What you should do:
Reproduce the forum thread starting with "Re: Can replication" and going on through "ceiling you're noticing?", and substitute "mirroring" for every occurrence of "replication".

Re: Can replication go faster?

bubbagump41 · ‎07-05-2017

Is there any way to speed Nimble replication? It seems there is a relatively hard limit of ~1000Mb/s. I assume replication is a very low priority task to be sure to not impact production traffic, but even in our off hours, replication never gets much past 1000Mb/s and this coming from an AF7000 that can certainly push some IOPS. We don't have any replication QoS configured.

Valdereth · ‎07-12-2017

I haven't run into any replication issues with my deployments but I'm curious to hear the follow up to your question - did you reach out to Nimble Support to see if there is something that could be causing the bandwidth ceiling you're noticing?

bubbagump41 · ‎07-12-2017

I did open a ticket. They pulled a core dump to see what the deal is. However, I am seeing this same ceiling on all of our 8 or 10 arrays all on 3.7 code. We just upgraded the dev/test array to 3.8.0.1 and the SFAs to 4.3... so I am not sure if we'll maybe see an improvement, but the release notes don't indicate there are any replication fixes. We also have a volume on a CS5000 that will only replicate at like 200MB/s when other volumes on the array replicate at that mystery 1000Mb/s ceiling. It's all somewhat strange.

bubbagump41 · ‎07-12-2017

I should also mention we have AFs, which I would expect to replicate very quickly... but nope. Same ~800-1000MB/s ceiling.

Valdereth · ‎07-12-2017

With synchronous replication on the horizon I would imagine any throughput bottlenecks within NOS or controllers will be actively addressed. I know Nimble has plenty of service providers that accept replication points from customers so I'm hopeful they'll be able to point you in the right direction on how to exceed the cap. Thank you for the update!

gregbuchner79 · ‎07-13-2017

It doesn't specify in the specs, but are the management ports 1 GbE? Usually replication is configured to run through those ports. That would definitely limit your replication speed if they are.

milovanov88 · ‎07-13-2017

bubbagump‌

Thank you for posting this question. I am glad you have opened the support case, Nimble Storage Support should be able to provide you with the answer to your question using the Support data and statistics coming from arrays.

Without seeing your statistics, i would like to at least provide some guidance regarding your question.

Yes, there are system resource constraints and design limitations in replication engine. The majority of that particular scenario occurs when the data is randomly written on the RAID, making the replication message read requests take more time, even from SSD'd. While the "slow blocks" are retrieved, any other problem (network congestion or packet loss) which could exist will degrade performance even more since the messages will not be sent out at the right time (or have to be re-transmitted) and system cannot continue moving through to next blocks until data in TCP buffer moves to network.

For your particular situation, seeing your statement about 1000Mbps being the "ceiling" on multiple arrays makes me wonder if there is some network path which is taken across 1Gbps switch. I have seen replication perform as fast as 230MiBps (~1.9Gbps) on the 10Gbps interface card when the data was laid out favorably on the RAID with multiple volumes replicating at once. When you state that many of your arrays are "capped" at 1000 Mbps, I cannot imagine that all of them have exactly same data structure on RAID. I would imagine that the peak and average replication performance will be different from array to array. I would continue working with Nimble Storage Support and seek to identify the common point between all your arrays which limits the bandwidth to 1Gbps.

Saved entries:
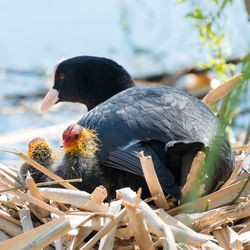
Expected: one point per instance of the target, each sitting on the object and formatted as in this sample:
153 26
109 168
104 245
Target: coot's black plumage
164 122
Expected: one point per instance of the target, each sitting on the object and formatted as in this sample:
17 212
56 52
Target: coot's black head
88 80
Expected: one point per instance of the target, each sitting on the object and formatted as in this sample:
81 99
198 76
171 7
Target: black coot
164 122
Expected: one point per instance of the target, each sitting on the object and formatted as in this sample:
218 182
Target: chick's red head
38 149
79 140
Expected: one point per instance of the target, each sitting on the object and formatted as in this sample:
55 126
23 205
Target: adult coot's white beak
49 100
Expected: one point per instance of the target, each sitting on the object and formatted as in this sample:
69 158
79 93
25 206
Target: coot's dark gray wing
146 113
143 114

Task solution:
Re: Can mirroring go faster?

bubbagump41 · ‎07-05-2017

Is there any way to speed Nimble mirroring? It seems there is a relatively hard limit of ~1000Mb/s. I assume mirroring is a very low priority task to be sure to not impact production traffic, but even in our off hours, mirroring never gets much past 1000Mb/s and this coming from an AF7000 that can certainly push some IOPS. We don't have any mirroring QoS configured.

Valdereth · ‎07-12-2017

I haven't run into any mirroring issues with my deployments but I'm curious to hear the follow up to your question - did you reach out to Nimble Support to see if there is something that could be causing the bandwidth ceiling you're noticing?